* Enunciado da tarefa
Como fica em inglês esta frase do texto sobre o BNDES: "Como os financiamentos estão cobertos pelo seguro de crédito à exportação, o BNDES não sofre prejuízos em caso de não pagamento, mas o custo acaba sendo coberto pela União."?

* Trecho do texto
RIO - Ao assumir a presidência do BNDES, Gustavo Montezano definiu como uma de suas prioridades abrir a suposta “caixa-preta” do banco. As operações de financiamento para exportação de serviços de construtoras brasileiras no exterior - alvo de críticas quanto à falta de transparência - foram suspensas em 2015, mas as contas do banco ainda exibem os efeitos destes empréstimos.

 

De acordo com os dados mais recentes, Venezuela, Cuba e Moçambique estão inadimplentes em US$ 518 milhões (R$ 1,95 bilhão) dos US$ 2,35 bilhões (ou R$ 8,85 bilhões) emprestados pelo BNDES para que construtoras brasileiras fizessem obras de infraestrutura naqueles países. Como os financiamentos estão cobertos pelo seguro de crédito à exportação, o BNDES não sofre prejuízos em caso de não pagamento, mas o custo acaba sendo coberto pela União.

* Conjunto de entradas

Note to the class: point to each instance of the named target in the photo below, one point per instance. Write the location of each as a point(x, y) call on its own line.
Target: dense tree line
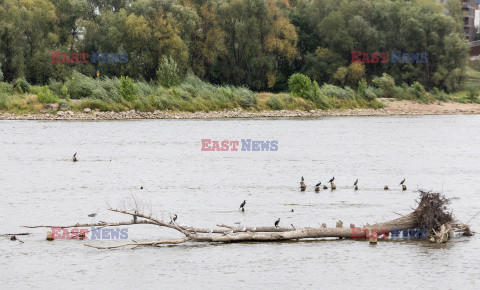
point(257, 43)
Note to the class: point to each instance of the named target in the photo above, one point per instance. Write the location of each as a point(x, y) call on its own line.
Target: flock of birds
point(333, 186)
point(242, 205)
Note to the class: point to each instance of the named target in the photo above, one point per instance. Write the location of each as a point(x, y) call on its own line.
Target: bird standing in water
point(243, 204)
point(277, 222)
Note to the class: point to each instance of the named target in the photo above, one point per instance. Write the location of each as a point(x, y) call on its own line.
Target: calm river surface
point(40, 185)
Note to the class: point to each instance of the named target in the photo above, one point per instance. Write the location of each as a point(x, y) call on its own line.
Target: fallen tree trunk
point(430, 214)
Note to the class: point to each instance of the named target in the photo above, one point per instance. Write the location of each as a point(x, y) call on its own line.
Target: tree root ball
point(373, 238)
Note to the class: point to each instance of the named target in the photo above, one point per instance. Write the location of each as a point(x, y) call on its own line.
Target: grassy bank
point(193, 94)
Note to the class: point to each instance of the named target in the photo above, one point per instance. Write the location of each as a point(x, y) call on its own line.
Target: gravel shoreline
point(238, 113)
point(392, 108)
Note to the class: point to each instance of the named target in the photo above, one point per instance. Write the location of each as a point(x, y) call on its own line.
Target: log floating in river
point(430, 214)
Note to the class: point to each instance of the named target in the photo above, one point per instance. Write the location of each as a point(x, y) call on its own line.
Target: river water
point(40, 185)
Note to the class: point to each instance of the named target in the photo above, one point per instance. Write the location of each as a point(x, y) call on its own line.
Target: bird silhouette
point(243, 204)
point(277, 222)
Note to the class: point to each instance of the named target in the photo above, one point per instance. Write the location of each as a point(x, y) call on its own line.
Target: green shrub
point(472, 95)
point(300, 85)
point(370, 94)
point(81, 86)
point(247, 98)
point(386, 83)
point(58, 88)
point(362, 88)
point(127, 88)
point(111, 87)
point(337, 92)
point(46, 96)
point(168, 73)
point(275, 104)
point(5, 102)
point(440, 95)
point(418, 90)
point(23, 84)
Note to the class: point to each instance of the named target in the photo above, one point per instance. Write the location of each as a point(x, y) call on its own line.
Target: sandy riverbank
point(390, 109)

* Resposta completa
Since the financing is covered by export credit insurance, BNDES suffers no losses in the event of nonpayment, but the cost ends up being borne by the federal government.